#### Texto de apoio:

——

Motorista da 99 é preso após polícia achar drogas com passageira
O desespero e a indignação de se deparar com a prisão de seu padrasto fez a contadora de 23 anos Lorena Zampolli ir às redes sociais nesta terça-feira (20/7) pedir ajuda para que alguém escute a dor da família. O padraso, que ela chma de pai, é José Adriano de Souza Lima, tem 45 anos e está preso há mais de um mês. A prisão ocorreu durante seu trabalho como motorista do aplicativo 99 quando levava passageira Tairiny Cristini Duarte Custódio, de 26 anos, a Minas Gerais – ela transportava drogas em uma mochila.
Além de padastro de Lorena, José é casado e pai de uma filha de 14 anos e trabalha como motorista de aplicativo desde 2019, após perder o emprego com carteira assinada como motorista de caminhão em abril daquele ano. “Meu pai é um chefe de família, trabalhava de domingo a domingo, minha mãe é hipertensa e passa mal com a pressão dela quase todos os dias. Emocionalmente estamos todos muito abalados, materialmente estamos tendo inúmeros prejuízos financeiros, muitos amigos e familiares que conhecem ele se solidarizaram, nos oferecendo doações para gastos com a advogada. Sem contar toda a humilhação pela qual ele está passando, sendo tratado como bandido que ele não é dentro de um presídio”, conta Lorena em entrevista à Ponte.

——

#### Dados fornecidos:
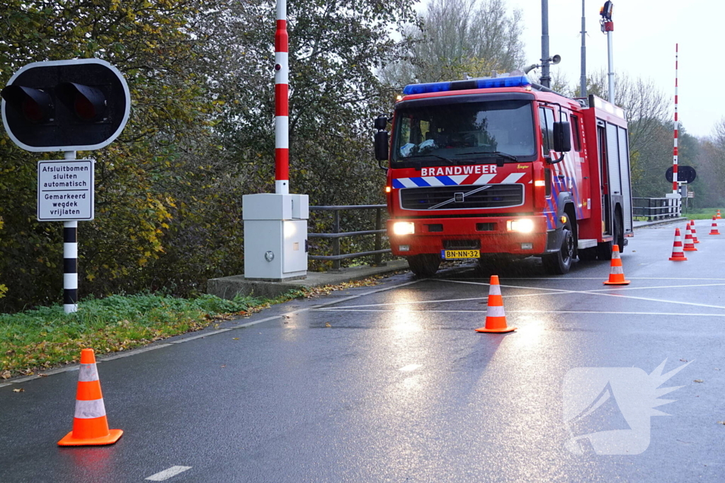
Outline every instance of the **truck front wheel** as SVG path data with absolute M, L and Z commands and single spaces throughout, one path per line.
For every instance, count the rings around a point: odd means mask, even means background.
M 571 268 L 571 260 L 574 258 L 574 248 L 576 240 L 571 230 L 571 222 L 568 219 L 562 227 L 561 247 L 555 253 L 547 253 L 542 256 L 542 262 L 547 272 L 555 275 L 563 275 L 568 273 Z
M 423 253 L 405 257 L 410 267 L 410 272 L 418 277 L 431 277 L 438 272 L 441 264 L 441 257 L 433 253 Z

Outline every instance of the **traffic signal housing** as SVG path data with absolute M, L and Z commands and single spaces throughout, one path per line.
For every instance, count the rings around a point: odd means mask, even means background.
M 0 91 L 5 130 L 27 151 L 89 151 L 123 130 L 130 109 L 125 80 L 99 59 L 33 62 Z

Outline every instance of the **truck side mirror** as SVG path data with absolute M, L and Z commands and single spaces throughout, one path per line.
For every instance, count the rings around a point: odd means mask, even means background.
M 375 133 L 375 159 L 378 161 L 388 160 L 387 131 L 378 131 Z
M 571 151 L 571 126 L 568 122 L 554 123 L 554 151 L 558 153 Z
M 378 131 L 385 130 L 385 128 L 388 127 L 388 117 L 381 114 L 376 117 L 374 126 Z
M 385 114 L 380 114 L 375 118 L 373 125 L 378 132 L 375 133 L 375 159 L 378 160 L 378 166 L 383 169 L 387 169 L 383 166 L 382 162 L 388 160 L 388 132 L 385 128 L 388 127 L 388 117 Z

——

#### Exercício proposto 1:
Indique se cada afirmação está de acordo com a notícia sobre a prisão do motorista da 99: (a) José Adriano de Souza Lima tem 45 anos; (b) José trabalha como motorista de aplicativo desde 2020; (c) a filha de José tem 23 anos. Responda sim ou não e cite literalmente as palavras do texto que decidem cada caso.
#### Exercício proposto 2:
Dê continuidade à notícia sobre a prisão do motorista da 99, redigindo o trecho que viria logo após a última frase apresentada.
Os dados formam um material à parte, independente da notícia.

#### Resposta esperada 1:
(a) Sim: "é José Adriano de Souza Lima, tem 45 anos".
(b) Não: "trabalha como motorista de aplicativo desde 2019".
(c) Não: "pai de uma filha de 14 anos".

#### Resposta esperada 2:
O caso aconteceu em 18 de junho deste ano, quando José buscou a passageira no Complexo do Alemão, na zona norte do Rio de Janeiro, para levá-la à cidade de São Tiago, em Minas Gerais. José tinha o costume de pegar viagens mais longas por serem melhor remuneradas. A passageira informou ao motorista durante a viagem que iria à cidade mineira fazer um programa sexual e ao entrar no carro estava com uma mochila e uma bolsa.
De acordo com o boletim de ocorrência, assinado pelo delegado Paulo Felipe Gonzalez Saback da delegacia de Polícia Civil de plantão de Juiz de Fora, durante a viagem por volta das 15h da tarde José foi parado em uma blitz da Polícia Rodoviária Federal, no encontro da rodovia BR-040 com a MG-267. Imediatamente o motorista estacionou o carro, que foi fiscalizado pelo policial Fabricio Alberto Ribeiro. No banco de trás, a passageira estava ao lado de uma bolsa que guardava roupas femininas, 329 pinos e 202 frascos de cocaína e 267 “buchas” de substância semelhante a maconha.
Com Tairiny foi encontrado também R$ 460,00 em espécie, e com José foram encontrados R$ 95,00. Questionada durante a abordagem, a passageira apontou José como o dono das drogas.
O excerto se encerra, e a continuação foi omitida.